Dataset rows showing where objects appear
[BEGIN]
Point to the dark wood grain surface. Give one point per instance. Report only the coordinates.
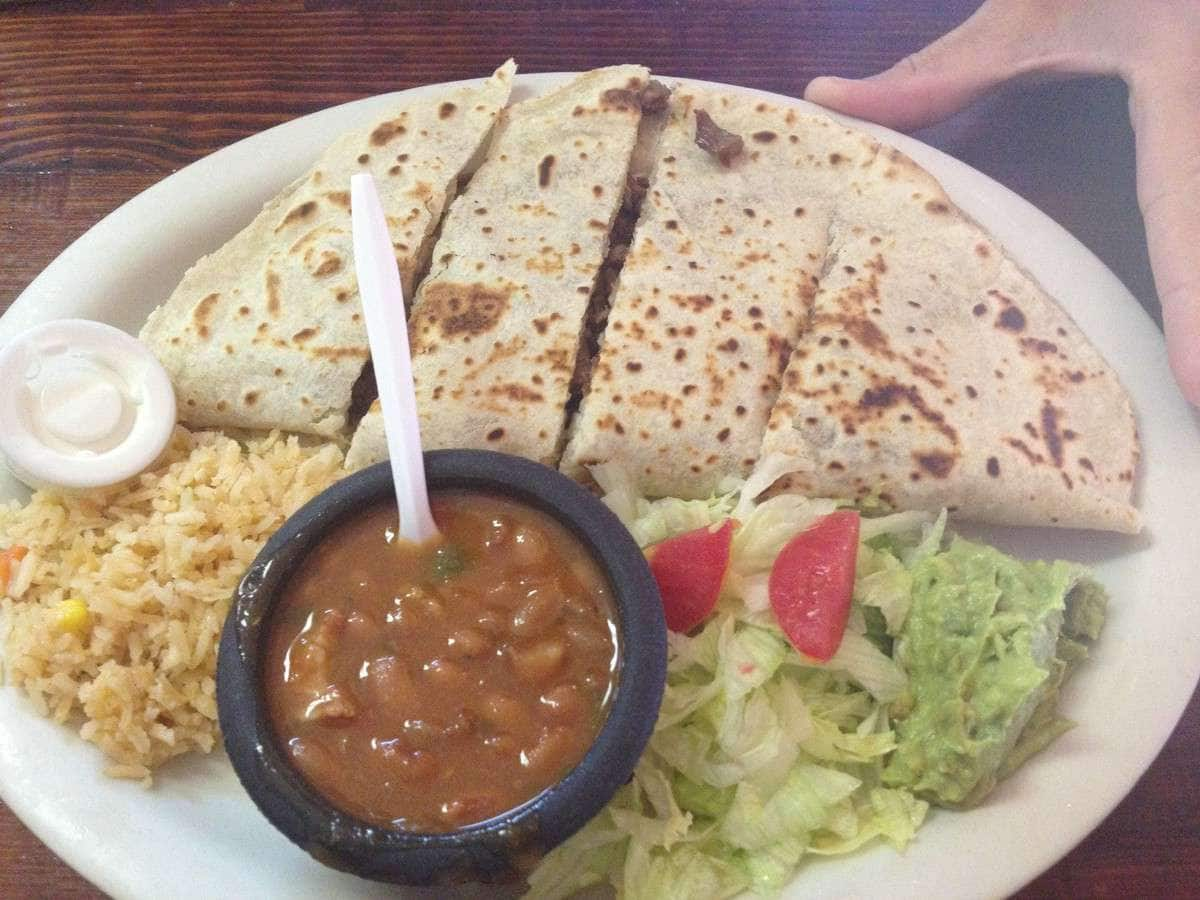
(101, 100)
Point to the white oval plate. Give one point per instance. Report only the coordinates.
(197, 834)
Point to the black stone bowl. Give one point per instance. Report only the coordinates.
(499, 849)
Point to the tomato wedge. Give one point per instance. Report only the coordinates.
(689, 569)
(813, 581)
[END]
_Requirement_:
Convert every line of the listing above into a JSON list of strings, one string per line, skipping blank lines. Omit the pictures from your answer.

_Solution to the problem_:
[
  "Point to the dark wood grain surface. Give one point per instance. Report only the coordinates.",
  "(101, 100)",
  "Point to the white oval plate. Give one point per instance. Report only the coordinates.",
  "(197, 834)",
  "Point to the black stone bowl. Give one point per instance. Report only the coordinates.",
  "(499, 849)",
  "Point to the tomato wedge. Give one point per instance. Report only the coordinates.",
  "(689, 569)",
  "(813, 581)"
]